Copy exactly the lines from the "Target: squirrel's forepaw" line to the end, both included, and nothing else.
──────────────────────────────
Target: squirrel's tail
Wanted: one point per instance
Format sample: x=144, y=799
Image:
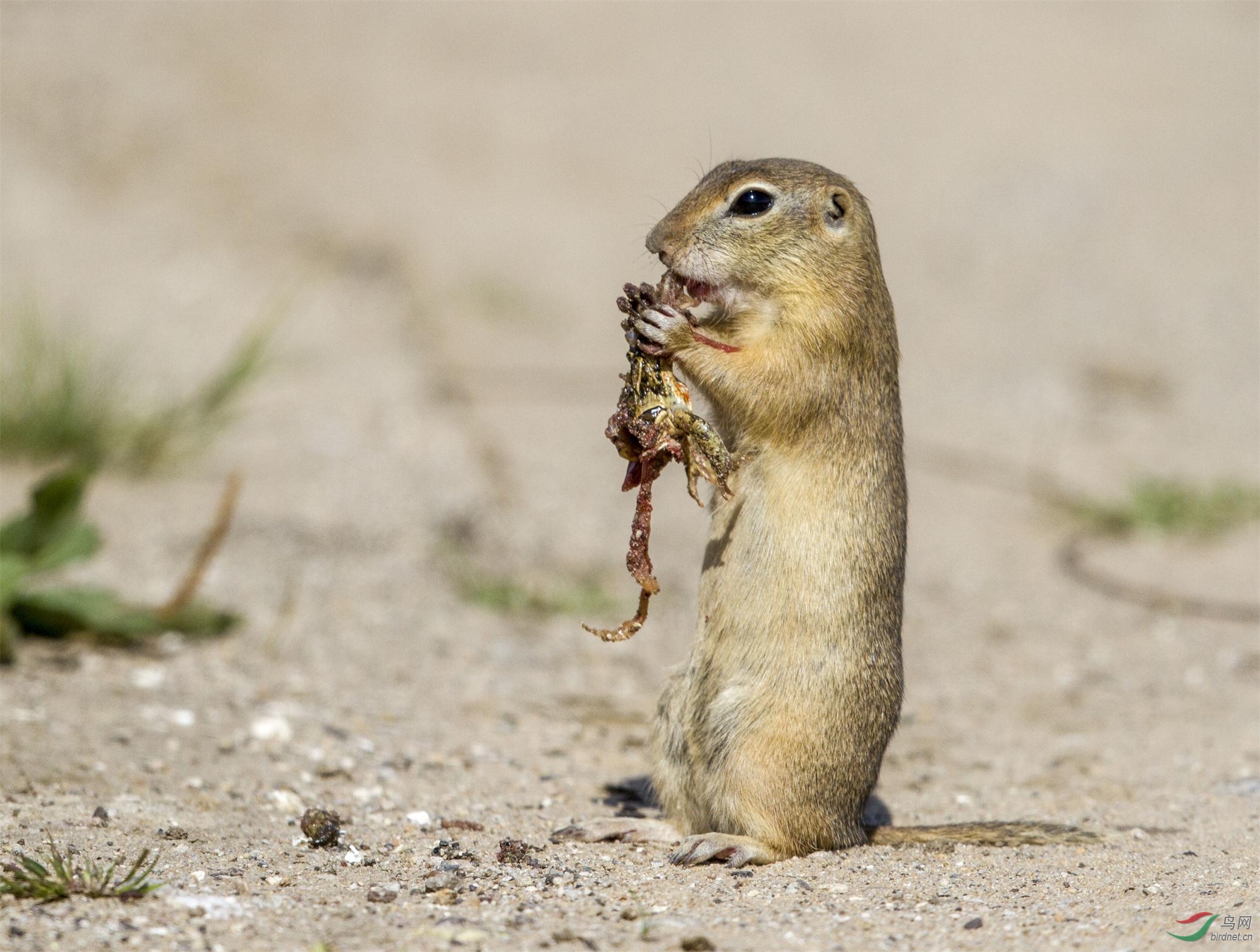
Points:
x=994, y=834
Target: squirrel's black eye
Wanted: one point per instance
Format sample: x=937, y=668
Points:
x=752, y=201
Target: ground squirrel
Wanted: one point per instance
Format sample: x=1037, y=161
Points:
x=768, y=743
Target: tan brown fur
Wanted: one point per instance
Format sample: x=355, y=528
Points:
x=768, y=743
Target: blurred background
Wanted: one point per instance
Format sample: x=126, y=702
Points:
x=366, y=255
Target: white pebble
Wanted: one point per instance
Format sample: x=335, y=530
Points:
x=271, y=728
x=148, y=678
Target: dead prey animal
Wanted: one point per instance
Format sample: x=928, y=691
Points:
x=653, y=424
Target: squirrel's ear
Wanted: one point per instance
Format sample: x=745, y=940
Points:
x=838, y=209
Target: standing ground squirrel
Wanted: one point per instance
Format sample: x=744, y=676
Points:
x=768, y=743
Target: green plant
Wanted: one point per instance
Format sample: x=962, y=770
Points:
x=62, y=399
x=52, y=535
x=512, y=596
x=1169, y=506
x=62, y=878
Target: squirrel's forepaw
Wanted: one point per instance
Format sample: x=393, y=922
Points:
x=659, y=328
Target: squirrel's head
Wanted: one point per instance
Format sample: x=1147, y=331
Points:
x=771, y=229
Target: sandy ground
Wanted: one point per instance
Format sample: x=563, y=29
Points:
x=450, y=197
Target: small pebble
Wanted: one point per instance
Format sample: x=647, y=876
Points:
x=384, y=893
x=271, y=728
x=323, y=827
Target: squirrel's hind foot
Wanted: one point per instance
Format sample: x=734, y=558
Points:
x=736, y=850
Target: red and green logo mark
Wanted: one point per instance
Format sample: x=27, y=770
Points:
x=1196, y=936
──────────────────────────────
• **ANSWER TO THE PROBLEM**:
Target: squirrel's forepaw
Wanted: one point per instance
Format sample: x=393, y=922
Points:
x=659, y=328
Target: squirrel's head
Wanted: one point per instance
Format sample: x=1147, y=331
Points:
x=771, y=229
Target: sandy ground
Wanted: one point per instance
Format sample: x=563, y=29
Points:
x=450, y=197
Target: small pebble
Wanted: one point per instance
Format sample: x=647, y=876
Points:
x=384, y=893
x=271, y=728
x=323, y=827
Target: squirrel's hind foot
Wanted: one point per instance
Format sample: x=734, y=558
Points:
x=736, y=850
Target: red and green logo mark
Wanted: one point per instance
Format sample: x=27, y=770
Points:
x=1196, y=936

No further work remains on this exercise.